What you have to do |
The reply must consist of one number: how many lines of the data include the word "rough".

Given records |
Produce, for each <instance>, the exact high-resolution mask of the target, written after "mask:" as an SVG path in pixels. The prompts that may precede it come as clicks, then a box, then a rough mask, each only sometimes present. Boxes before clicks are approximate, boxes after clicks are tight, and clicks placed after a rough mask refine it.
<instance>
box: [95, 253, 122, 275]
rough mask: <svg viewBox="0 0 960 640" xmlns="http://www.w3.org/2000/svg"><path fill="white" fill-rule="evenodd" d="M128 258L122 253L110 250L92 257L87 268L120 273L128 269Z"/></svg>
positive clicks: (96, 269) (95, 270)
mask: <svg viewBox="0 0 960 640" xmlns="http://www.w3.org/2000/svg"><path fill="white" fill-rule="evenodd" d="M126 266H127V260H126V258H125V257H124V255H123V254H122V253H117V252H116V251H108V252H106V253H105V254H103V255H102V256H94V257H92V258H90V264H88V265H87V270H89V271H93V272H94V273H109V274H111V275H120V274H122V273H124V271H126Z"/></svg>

Completed task |
2